- _SHORT EXERCISE_
Which lines below contain the word "pillow"? Pick out each one and copy it in full.

- _ENTRIES PROVIDED_

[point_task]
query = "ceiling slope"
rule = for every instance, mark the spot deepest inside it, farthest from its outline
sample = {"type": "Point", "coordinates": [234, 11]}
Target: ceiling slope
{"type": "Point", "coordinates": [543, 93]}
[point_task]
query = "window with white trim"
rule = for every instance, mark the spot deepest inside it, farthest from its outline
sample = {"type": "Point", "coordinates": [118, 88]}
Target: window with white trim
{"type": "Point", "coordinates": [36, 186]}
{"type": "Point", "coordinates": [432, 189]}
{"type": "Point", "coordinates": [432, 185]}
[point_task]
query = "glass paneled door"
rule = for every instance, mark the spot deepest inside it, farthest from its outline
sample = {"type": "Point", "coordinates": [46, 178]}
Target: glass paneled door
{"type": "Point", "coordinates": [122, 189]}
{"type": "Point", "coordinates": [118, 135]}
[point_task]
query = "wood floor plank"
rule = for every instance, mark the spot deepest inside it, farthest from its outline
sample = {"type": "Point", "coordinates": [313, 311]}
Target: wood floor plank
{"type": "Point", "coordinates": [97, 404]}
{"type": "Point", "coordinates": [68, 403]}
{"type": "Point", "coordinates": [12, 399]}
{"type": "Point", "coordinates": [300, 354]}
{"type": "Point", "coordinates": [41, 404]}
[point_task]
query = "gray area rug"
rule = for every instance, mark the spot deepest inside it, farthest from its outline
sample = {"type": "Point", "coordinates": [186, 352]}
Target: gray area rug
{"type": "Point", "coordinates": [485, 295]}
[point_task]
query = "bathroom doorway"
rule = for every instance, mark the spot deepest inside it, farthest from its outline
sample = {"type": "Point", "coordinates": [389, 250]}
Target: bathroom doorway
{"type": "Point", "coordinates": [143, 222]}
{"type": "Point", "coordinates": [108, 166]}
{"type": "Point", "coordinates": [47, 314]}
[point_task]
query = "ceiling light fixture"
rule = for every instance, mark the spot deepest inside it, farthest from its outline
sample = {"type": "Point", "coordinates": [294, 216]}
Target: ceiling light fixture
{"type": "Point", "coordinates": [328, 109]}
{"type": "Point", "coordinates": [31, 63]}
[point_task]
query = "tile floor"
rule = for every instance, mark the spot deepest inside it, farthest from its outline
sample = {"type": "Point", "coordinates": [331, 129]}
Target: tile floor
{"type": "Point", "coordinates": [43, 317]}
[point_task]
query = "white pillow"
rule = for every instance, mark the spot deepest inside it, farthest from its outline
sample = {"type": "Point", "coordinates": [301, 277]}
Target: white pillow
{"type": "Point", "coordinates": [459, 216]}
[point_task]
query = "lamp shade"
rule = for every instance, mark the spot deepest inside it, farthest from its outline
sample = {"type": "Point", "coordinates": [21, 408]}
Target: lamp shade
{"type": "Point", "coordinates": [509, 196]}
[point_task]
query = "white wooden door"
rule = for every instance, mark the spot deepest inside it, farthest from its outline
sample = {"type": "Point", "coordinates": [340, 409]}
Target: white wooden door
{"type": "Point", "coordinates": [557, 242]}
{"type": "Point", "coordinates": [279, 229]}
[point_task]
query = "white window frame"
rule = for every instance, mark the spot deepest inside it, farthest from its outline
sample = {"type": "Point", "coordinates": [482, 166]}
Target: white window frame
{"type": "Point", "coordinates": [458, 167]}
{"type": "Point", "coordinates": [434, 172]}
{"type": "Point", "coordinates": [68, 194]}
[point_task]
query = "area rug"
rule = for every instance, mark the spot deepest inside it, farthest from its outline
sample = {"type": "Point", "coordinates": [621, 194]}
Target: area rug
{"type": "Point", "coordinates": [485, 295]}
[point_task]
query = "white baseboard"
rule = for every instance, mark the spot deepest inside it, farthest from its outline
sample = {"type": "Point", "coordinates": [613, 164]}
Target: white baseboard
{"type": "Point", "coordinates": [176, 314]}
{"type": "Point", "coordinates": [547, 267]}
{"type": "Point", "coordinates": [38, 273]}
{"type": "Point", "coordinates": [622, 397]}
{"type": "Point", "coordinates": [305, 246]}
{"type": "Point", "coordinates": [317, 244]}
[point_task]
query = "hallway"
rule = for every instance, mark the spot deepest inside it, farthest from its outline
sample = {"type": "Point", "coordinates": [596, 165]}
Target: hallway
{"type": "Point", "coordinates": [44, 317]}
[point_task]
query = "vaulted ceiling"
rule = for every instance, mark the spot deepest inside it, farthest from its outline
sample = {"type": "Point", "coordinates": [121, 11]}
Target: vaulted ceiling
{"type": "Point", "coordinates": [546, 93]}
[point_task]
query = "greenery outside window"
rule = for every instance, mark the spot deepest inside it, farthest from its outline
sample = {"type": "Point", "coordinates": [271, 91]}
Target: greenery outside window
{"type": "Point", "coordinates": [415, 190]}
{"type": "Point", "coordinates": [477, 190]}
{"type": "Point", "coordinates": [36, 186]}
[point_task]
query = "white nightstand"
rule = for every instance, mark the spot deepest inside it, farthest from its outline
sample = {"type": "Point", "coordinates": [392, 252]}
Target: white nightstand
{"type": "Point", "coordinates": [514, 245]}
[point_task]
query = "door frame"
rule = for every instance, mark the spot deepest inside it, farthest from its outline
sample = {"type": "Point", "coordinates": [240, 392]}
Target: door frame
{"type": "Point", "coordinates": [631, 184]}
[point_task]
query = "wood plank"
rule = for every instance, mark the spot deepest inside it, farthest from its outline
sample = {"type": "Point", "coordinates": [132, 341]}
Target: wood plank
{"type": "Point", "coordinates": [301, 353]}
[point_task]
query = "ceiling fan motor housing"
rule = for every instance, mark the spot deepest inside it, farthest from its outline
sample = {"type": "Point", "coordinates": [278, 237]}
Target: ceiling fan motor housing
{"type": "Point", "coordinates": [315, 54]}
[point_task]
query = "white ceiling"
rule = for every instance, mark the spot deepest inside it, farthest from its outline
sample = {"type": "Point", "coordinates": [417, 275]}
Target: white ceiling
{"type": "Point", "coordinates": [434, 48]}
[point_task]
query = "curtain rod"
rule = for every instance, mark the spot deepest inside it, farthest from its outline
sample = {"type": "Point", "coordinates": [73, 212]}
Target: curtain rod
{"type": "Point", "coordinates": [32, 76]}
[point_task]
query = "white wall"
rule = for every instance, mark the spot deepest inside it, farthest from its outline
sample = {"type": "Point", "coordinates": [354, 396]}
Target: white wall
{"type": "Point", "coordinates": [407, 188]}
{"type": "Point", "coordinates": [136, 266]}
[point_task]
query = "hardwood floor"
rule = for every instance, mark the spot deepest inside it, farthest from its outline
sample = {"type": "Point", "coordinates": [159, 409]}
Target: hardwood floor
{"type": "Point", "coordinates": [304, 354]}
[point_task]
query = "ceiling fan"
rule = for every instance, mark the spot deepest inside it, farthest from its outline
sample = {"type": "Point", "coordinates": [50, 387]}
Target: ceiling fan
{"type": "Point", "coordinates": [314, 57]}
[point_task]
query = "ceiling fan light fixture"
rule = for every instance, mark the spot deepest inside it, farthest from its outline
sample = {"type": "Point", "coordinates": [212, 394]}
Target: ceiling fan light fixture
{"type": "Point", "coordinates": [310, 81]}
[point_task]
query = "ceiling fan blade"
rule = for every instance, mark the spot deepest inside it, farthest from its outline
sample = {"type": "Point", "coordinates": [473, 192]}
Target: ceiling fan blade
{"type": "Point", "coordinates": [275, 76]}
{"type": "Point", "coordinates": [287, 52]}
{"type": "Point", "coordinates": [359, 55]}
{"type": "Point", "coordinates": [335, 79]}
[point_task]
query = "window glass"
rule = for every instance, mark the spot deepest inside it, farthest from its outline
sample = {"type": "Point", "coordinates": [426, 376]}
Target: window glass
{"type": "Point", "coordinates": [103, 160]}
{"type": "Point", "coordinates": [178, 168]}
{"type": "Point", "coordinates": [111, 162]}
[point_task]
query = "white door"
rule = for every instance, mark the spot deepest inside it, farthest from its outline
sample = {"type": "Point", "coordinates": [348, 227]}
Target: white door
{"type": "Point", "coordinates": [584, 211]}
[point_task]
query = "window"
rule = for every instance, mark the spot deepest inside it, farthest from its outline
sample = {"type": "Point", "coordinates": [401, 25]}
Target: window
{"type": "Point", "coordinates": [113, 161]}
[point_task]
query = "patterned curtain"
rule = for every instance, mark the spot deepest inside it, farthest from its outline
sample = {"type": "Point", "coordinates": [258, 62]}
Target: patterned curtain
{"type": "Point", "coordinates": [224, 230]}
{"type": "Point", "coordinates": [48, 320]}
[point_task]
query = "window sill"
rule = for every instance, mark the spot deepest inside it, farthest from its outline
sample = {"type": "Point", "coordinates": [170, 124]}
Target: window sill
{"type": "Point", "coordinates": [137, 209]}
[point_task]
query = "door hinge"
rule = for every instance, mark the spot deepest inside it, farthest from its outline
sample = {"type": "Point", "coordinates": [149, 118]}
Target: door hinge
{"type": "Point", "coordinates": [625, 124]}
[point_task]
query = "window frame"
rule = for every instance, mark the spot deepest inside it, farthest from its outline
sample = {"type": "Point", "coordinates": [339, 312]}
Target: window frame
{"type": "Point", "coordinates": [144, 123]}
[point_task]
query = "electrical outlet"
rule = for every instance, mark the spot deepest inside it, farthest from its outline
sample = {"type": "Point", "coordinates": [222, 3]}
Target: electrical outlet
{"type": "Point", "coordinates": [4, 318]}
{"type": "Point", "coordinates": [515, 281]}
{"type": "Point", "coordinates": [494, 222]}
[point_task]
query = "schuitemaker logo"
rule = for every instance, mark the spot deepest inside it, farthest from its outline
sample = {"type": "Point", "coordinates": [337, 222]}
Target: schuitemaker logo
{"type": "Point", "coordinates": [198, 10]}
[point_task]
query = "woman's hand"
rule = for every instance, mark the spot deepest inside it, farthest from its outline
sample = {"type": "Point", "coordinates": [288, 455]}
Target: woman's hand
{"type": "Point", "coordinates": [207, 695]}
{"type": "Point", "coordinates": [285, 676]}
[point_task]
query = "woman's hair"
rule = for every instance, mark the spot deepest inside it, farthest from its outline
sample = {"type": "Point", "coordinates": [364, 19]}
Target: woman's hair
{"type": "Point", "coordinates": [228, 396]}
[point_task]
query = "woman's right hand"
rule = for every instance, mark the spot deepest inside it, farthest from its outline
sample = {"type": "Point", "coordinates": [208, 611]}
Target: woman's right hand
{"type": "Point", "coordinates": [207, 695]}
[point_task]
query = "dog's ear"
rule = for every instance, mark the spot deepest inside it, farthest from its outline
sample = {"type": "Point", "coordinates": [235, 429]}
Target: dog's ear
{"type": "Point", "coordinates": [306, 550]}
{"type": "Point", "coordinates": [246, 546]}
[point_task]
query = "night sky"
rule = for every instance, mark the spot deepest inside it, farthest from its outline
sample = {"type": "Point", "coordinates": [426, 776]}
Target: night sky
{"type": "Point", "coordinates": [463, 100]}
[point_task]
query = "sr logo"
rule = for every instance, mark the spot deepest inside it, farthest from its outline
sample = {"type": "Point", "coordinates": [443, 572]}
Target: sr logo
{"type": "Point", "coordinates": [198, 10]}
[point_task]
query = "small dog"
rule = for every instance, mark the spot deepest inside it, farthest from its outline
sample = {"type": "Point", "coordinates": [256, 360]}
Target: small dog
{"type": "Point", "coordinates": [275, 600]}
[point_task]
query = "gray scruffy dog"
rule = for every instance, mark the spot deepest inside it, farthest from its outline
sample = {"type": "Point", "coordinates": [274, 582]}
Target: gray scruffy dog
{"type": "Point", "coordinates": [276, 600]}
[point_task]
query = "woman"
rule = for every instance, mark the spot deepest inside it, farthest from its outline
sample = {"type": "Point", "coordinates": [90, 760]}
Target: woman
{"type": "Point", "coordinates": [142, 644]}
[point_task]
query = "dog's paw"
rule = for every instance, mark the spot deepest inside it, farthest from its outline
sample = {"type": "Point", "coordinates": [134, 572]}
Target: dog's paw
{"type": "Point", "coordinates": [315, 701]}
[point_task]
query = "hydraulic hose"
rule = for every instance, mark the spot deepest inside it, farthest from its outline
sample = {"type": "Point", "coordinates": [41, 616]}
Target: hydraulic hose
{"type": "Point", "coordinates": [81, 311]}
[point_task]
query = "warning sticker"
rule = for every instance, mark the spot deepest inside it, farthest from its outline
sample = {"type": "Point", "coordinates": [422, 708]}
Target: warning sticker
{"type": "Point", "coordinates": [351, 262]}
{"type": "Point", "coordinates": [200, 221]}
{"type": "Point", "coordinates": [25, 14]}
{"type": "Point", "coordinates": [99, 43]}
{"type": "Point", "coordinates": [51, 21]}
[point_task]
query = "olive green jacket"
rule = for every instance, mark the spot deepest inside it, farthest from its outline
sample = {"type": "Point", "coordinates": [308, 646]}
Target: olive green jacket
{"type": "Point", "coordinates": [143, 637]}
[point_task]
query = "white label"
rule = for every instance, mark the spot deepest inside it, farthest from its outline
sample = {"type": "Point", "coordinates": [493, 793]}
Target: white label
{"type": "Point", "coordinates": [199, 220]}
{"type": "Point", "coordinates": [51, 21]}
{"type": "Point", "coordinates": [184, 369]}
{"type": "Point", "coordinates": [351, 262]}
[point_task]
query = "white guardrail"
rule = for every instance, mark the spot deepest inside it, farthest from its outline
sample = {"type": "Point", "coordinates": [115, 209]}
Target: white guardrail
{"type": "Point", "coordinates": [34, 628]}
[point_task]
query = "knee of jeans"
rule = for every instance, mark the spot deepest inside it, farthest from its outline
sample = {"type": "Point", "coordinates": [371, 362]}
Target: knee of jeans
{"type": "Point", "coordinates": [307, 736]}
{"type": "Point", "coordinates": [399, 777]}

- _TASK RESULT_
query = "white pillow"
Target: white pillow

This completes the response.